→ Task to complete:
Write out exactly the lines running from the line that includes "Check that every instance of the fuzzy" to the end of the data, both ends included, and nothing besides.

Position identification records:
········

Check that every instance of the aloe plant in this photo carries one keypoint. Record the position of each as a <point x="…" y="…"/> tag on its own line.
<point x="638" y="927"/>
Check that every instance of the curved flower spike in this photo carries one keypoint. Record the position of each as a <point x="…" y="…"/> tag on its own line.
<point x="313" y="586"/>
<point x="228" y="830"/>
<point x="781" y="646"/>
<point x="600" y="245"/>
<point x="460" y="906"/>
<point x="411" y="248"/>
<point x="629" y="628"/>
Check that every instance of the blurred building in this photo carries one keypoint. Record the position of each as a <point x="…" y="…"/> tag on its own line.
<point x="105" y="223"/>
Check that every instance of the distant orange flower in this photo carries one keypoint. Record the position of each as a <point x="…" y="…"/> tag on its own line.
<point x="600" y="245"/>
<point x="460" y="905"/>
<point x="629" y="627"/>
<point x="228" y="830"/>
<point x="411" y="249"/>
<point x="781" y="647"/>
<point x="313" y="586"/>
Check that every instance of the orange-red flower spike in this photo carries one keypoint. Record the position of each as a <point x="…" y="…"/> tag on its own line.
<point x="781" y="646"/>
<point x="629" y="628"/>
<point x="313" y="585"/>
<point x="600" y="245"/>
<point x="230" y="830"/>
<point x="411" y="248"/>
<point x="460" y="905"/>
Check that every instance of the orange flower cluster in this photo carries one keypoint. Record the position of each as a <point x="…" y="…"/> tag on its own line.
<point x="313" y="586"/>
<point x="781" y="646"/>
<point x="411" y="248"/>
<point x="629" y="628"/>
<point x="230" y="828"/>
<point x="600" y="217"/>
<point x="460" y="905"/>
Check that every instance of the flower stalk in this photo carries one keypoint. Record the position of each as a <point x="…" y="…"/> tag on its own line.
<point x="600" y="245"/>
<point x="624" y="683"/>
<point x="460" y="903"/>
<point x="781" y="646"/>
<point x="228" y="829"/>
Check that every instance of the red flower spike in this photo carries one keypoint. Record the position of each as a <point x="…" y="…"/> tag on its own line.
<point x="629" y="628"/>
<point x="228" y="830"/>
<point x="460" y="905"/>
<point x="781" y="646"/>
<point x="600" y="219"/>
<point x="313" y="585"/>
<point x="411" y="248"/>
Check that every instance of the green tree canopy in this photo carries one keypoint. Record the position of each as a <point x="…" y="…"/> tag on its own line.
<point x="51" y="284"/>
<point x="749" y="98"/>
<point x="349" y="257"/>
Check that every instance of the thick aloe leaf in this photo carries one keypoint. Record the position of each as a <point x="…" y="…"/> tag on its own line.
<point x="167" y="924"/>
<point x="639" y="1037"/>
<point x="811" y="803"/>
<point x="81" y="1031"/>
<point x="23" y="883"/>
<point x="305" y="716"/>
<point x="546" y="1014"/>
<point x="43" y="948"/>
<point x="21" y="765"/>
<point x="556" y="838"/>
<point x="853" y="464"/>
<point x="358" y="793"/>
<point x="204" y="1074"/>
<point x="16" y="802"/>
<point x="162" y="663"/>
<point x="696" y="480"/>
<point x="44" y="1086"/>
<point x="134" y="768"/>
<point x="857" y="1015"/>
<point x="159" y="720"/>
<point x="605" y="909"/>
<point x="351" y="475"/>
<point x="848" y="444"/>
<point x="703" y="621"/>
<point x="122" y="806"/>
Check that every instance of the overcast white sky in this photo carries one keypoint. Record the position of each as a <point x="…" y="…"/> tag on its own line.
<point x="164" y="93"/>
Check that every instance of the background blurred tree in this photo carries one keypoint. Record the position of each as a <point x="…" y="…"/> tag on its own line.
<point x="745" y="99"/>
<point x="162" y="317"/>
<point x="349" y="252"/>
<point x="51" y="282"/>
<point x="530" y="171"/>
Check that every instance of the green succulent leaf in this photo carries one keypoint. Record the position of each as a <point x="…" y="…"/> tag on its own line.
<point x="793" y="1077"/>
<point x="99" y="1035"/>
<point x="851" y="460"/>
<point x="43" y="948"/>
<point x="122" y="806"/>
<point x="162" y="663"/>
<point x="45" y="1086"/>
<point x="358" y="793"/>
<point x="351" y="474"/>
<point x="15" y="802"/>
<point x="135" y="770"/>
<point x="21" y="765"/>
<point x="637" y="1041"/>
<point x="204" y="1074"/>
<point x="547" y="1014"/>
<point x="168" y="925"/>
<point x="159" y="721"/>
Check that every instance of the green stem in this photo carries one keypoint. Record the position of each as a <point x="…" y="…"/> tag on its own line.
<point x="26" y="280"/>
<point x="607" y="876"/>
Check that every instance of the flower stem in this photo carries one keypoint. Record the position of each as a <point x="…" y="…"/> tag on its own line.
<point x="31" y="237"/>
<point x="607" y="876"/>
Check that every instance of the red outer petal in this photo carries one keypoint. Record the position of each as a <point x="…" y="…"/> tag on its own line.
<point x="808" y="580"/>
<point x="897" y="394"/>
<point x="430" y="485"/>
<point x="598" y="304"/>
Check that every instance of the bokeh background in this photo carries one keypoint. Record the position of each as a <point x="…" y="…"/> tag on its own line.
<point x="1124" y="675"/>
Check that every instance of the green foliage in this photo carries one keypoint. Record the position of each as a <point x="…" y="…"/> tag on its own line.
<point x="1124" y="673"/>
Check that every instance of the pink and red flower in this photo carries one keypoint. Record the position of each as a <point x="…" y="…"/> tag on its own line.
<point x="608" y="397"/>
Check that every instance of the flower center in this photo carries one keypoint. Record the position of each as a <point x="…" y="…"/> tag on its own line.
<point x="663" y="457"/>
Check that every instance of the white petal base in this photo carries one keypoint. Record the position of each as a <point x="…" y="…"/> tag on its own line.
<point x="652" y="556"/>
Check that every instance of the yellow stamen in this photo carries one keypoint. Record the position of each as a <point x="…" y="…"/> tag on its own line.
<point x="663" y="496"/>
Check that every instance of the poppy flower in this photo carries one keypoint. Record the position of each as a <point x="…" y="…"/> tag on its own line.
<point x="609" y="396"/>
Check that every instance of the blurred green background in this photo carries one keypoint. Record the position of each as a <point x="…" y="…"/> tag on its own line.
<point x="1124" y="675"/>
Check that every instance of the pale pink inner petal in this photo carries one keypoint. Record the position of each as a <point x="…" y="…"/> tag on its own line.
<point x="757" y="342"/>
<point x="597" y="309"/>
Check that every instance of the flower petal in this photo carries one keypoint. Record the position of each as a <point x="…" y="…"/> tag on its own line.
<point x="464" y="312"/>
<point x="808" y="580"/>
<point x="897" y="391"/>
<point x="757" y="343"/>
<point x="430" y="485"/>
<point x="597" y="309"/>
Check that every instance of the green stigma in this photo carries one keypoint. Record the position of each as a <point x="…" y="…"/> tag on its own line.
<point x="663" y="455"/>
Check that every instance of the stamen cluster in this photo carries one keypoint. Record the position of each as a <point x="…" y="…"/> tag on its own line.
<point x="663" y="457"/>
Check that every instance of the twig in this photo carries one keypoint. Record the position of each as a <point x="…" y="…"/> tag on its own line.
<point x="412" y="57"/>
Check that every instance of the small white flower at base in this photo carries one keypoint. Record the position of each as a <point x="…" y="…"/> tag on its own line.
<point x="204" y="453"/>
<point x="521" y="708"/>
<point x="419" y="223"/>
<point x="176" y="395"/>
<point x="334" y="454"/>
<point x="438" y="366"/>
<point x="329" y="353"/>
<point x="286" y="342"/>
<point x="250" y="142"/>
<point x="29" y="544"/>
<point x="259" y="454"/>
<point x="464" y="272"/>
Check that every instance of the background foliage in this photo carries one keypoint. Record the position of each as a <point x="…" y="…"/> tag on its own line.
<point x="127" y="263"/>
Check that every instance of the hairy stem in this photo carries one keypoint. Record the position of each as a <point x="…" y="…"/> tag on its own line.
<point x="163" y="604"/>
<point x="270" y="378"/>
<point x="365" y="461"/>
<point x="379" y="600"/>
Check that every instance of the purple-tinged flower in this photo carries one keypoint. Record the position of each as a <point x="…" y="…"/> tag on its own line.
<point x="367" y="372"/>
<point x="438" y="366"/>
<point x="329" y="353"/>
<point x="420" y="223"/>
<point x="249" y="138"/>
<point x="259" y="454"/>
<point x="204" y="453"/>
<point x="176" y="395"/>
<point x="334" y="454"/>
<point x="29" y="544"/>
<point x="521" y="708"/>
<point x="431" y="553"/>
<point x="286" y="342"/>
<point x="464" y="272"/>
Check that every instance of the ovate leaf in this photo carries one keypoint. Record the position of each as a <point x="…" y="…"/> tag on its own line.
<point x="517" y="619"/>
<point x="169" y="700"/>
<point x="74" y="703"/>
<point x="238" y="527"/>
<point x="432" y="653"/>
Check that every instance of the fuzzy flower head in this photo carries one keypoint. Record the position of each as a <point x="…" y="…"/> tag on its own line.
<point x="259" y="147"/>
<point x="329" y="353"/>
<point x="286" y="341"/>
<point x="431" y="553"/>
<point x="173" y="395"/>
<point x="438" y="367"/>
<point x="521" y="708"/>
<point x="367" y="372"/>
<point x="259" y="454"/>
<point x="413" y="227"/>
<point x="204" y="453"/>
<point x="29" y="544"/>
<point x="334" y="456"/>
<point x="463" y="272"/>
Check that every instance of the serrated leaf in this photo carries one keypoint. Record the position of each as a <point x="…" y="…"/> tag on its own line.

········

→ Answer in full:
Check that every instance of the fuzzy flower head in this photo carries one keypoint. Record the position of each as a <point x="…" y="…"/> tag on its own line.
<point x="259" y="147"/>
<point x="329" y="353"/>
<point x="286" y="341"/>
<point x="431" y="553"/>
<point x="173" y="395"/>
<point x="438" y="367"/>
<point x="521" y="708"/>
<point x="367" y="372"/>
<point x="259" y="454"/>
<point x="413" y="227"/>
<point x="204" y="453"/>
<point x="29" y="544"/>
<point x="334" y="456"/>
<point x="463" y="272"/>
Check that every instance of the serrated leaf in this photo carries one keypoint. Record the position of each as a <point x="…" y="…"/> tag on its own line.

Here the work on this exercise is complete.